Copy exactly the lines of the material below that run from the one containing "Can you see the palm tree?" through the one containing "Can you see the man?". Copy no other lines.

Provided records
:::
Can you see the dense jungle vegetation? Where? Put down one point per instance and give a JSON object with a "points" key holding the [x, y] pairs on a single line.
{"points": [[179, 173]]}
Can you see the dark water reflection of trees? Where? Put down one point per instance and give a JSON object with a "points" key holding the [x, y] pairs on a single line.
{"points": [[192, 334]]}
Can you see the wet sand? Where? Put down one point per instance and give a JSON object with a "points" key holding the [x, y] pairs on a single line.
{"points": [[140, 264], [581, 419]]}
:::
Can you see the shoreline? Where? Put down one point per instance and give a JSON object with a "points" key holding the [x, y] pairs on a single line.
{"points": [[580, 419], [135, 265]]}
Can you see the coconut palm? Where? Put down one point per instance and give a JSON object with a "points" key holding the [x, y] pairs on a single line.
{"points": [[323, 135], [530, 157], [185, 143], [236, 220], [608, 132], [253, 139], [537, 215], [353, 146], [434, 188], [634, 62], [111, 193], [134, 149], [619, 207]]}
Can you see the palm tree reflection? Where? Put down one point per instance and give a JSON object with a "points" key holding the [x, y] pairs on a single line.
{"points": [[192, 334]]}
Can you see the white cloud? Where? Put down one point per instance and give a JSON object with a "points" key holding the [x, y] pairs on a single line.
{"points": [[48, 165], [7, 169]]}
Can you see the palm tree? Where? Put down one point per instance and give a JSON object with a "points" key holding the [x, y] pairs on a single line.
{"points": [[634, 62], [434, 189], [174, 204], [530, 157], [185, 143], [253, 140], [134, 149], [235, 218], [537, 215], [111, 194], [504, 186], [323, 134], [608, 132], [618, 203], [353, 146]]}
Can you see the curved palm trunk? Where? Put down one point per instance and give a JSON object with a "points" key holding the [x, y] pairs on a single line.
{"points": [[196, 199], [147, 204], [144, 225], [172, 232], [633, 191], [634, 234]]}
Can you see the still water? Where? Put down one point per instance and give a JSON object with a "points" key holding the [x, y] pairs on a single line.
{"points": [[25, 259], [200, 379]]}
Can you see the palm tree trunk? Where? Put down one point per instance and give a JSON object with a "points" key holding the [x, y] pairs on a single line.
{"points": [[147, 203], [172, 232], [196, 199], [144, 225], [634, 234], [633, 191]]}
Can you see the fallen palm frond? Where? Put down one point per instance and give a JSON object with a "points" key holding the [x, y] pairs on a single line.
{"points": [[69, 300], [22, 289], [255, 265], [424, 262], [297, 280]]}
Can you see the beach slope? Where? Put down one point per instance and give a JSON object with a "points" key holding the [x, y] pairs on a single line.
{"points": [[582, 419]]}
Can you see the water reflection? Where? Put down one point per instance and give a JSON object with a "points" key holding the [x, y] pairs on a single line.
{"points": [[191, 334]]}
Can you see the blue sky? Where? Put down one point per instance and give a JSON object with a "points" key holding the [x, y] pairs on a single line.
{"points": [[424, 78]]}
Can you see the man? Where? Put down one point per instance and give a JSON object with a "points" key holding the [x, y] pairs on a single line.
:::
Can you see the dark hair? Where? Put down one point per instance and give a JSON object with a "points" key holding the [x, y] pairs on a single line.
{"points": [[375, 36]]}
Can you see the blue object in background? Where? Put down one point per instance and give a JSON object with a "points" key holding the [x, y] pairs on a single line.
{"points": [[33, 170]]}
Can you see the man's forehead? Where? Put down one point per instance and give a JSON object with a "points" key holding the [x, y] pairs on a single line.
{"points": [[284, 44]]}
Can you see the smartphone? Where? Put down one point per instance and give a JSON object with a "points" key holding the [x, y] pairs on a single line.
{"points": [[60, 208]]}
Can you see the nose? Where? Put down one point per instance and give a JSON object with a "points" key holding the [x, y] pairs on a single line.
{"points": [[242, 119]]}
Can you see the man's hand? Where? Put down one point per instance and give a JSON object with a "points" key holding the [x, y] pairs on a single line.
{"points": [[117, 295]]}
:::
The answer
Can you see the palm tree? Where? Put down one point per instance and give a JSON object with a "points" key holding the [x, y] pairs on a single line.
{"points": [[634, 62], [434, 189], [174, 204], [530, 157], [185, 143], [253, 140], [134, 149], [235, 218], [537, 215], [111, 194], [504, 186], [323, 134], [608, 132], [618, 203], [353, 146]]}
Can you see the curved palm trunk? Where? Put down one point per instance and give a JSON object with a "points" key holding the [x, y] pairs on a single line.
{"points": [[196, 199], [147, 204], [144, 225], [172, 232], [633, 191], [634, 234]]}
Can you see the still water? Where? Put down one point per instance and give a JSON object with a "points" key holding the [x, y] pairs on a single line.
{"points": [[25, 259], [200, 379]]}
Can you see the palm tree trunk? Where? Put down one point per instance and give a JSON object with a "points" key holding the [x, y] pairs on a single line.
{"points": [[147, 203], [172, 232], [196, 199], [144, 225], [634, 234], [633, 191]]}
Can you see the fallen palm frond? Where? Put down one point per instance and give a JSON object with a "points" key holding the [x, y] pairs on a single line.
{"points": [[69, 300], [22, 289], [255, 265], [424, 262], [297, 280]]}
Can you see the beach slope? Where? Put down one point per instance and give a JSON object with a "points" key holding the [x, y] pairs on a single line.
{"points": [[582, 419]]}
Can you see the water reflection? Where? Put down one point per instance and give a JSON object with a "points" key holding the [x, y] pairs on a single line.
{"points": [[191, 334]]}
Can you see the blue sky? Where? Put down one point per instance and give a JSON object with a "points" key holding the [x, y] pairs on a single line.
{"points": [[424, 78]]}
Can you see the man? Where? Put down one point per instance and give a JSON object with a "points" key holding the [x, y] pairs on a single line.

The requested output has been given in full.